═════ Page text
If known_dirs_remaining exceeds four, a threadpool of not more than threads threads is spun up in order to traverse the hierarchy more quickly.

This algorithm is therefore primarily a breadth-first algorithm, in that we proceed from root, level by level, to the tips. The number returned is the total number of directories traversed.

Notes

The implementation tries hard to not open too many file descriptors at a time in order to not exceed the system limit, which may be as low as 1024 on POSIX. On POSIX, it checks getrlimit(RLIMIT_NOFILE) for the soft limit on open file descriptors, and if the remaining unused open file descriptors is less than 65536, it will prefer a slow path implementation which exchanges file descriptor usage for lots more dynamic memory allocation and memory copying. You can force this slow path on any platform using force_slow_path, and in correct code you should always check for failures in directory_open_failed() comparing equal to errc::too_many_files_open, and if encountered restart the traversal using the slow path forced.
══════════
═════ Entries provided
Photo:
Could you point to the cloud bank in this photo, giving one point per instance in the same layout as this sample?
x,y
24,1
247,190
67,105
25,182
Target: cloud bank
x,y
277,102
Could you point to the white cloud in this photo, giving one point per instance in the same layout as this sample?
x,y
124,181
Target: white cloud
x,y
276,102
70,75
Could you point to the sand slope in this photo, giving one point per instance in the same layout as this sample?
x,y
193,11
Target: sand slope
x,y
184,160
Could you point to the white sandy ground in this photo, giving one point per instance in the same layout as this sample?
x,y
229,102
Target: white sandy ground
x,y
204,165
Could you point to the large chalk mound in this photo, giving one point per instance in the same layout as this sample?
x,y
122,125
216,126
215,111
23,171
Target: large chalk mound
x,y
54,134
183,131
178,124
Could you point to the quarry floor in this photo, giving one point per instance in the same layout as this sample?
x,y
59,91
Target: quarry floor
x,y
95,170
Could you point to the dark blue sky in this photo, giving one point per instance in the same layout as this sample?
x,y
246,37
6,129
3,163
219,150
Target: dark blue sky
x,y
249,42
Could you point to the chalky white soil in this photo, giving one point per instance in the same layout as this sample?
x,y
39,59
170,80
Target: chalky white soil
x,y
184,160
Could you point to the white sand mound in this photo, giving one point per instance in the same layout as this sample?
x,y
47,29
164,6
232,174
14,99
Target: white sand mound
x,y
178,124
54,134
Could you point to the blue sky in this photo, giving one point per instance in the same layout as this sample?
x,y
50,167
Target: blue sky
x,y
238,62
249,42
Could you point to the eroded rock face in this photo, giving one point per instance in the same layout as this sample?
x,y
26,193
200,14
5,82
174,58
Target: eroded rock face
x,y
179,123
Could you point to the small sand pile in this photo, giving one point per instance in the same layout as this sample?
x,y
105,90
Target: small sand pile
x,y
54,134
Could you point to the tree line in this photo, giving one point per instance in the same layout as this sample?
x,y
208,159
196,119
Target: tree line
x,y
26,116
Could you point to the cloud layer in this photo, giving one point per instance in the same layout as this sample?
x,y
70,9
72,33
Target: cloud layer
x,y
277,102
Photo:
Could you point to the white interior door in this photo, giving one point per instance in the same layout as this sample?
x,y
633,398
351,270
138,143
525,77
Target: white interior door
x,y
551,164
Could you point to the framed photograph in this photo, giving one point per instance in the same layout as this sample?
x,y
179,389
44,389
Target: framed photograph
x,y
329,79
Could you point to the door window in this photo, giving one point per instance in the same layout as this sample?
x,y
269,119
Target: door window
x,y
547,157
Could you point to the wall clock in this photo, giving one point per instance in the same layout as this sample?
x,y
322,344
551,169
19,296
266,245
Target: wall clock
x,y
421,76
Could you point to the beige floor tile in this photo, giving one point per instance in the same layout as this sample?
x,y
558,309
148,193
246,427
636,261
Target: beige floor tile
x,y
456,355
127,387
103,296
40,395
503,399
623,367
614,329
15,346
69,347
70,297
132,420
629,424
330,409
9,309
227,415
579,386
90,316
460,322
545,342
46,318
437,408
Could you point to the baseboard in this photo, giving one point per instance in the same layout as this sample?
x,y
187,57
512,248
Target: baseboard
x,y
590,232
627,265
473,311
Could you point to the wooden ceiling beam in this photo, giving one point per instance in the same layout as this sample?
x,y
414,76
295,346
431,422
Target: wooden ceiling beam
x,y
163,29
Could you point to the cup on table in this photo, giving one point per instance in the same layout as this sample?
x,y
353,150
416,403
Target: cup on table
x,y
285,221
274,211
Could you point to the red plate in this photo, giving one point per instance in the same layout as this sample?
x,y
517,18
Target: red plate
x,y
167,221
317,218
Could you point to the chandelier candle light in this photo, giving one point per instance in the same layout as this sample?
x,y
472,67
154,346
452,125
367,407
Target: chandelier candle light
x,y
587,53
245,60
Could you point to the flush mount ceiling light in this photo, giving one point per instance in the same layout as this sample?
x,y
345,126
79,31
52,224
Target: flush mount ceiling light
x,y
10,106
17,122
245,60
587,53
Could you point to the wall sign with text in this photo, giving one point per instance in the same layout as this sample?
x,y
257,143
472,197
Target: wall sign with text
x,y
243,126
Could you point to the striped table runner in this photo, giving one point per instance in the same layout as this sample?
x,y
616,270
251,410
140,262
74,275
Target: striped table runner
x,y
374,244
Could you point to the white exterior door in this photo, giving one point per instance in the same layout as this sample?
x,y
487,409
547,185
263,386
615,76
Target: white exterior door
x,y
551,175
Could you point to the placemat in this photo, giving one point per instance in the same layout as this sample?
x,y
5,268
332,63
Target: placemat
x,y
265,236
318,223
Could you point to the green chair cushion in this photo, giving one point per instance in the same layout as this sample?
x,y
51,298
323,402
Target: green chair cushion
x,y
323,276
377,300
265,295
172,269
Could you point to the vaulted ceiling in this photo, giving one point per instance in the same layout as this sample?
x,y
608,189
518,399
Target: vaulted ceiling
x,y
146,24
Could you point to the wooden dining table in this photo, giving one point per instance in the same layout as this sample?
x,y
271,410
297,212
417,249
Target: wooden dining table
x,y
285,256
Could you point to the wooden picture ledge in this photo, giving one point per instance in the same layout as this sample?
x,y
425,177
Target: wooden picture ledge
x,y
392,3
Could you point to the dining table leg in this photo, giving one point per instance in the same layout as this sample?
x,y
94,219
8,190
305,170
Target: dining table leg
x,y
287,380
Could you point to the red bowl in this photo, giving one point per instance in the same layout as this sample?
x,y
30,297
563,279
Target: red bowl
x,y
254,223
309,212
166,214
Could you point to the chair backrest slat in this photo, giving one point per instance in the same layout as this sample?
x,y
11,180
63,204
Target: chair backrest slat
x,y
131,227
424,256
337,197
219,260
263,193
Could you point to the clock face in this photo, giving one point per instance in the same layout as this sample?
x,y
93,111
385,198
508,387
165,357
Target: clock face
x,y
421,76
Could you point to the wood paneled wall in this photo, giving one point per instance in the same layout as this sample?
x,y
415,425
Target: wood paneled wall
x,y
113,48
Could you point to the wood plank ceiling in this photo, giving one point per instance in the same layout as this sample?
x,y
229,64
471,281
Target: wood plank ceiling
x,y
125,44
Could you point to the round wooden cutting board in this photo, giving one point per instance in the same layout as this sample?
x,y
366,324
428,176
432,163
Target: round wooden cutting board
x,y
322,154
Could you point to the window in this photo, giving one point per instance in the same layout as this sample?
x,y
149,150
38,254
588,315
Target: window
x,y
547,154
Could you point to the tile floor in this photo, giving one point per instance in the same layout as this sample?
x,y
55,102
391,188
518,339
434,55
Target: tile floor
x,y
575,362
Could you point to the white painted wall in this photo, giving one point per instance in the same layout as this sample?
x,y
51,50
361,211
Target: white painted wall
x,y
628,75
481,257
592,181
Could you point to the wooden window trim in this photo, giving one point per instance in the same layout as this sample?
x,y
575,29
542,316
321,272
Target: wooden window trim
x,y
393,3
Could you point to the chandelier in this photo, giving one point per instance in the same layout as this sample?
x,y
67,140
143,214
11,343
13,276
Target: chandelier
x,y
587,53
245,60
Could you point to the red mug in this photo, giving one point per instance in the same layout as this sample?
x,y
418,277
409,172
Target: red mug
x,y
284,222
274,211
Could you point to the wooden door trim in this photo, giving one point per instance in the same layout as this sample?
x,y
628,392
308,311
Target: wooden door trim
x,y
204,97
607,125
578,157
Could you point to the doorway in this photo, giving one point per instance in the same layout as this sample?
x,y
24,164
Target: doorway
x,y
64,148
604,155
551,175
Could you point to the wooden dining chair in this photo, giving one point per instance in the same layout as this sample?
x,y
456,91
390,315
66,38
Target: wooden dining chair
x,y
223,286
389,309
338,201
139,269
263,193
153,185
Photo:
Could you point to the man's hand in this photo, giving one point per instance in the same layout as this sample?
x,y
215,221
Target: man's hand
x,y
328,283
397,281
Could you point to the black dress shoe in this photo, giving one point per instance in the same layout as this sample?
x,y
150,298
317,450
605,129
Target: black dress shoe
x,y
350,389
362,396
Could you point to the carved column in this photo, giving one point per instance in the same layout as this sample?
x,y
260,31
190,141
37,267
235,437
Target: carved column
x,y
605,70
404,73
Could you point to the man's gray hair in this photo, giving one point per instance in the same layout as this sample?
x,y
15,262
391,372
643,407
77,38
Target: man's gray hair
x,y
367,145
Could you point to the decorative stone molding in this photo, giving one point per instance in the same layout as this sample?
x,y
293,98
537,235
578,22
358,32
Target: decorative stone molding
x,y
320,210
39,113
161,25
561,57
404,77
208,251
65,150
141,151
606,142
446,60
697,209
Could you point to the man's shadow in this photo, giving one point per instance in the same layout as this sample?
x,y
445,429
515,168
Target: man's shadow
══════════
To be done:
1. According to the directory traversal passage, how low can the system limit on open file descriptors be on POSIX?
2. Continue the directory traversal passage from the point where it stops.
The stored items are separate material, apart from the directory traversal passage.

Answer list:
1. As low as 1024.

2.
Almost every modern POSIX system allows a RLIMIT_NOFILE of over a million nowadays, so you should setrlimit(RLIMIT_NOFILE) appropriately in your program if you are absolutely sure that doing so will not break code in your program (e.g. select() fails spectacularly if file descriptors exceed 1024 on most POSIX).

To give an idea of the difference slow path makes, for Linux ext4:

  • Slow path, 1 thread, traversed 131,915 directories and 8,254,162 entries in 3.10 seconds.
  • Slow path, 16 threads, traversed 131,915 directories and 8,254,162 entries in 0.966 seconds.
  • Fast path, 1 thread, traversed 131,915 directories and 8,254,162 entries in 2.73 seconds (+12%).
  • Fast path, 16 threads, traversed 131,915 directories and 8,254,162 entries in 0.525 seconds (+46%).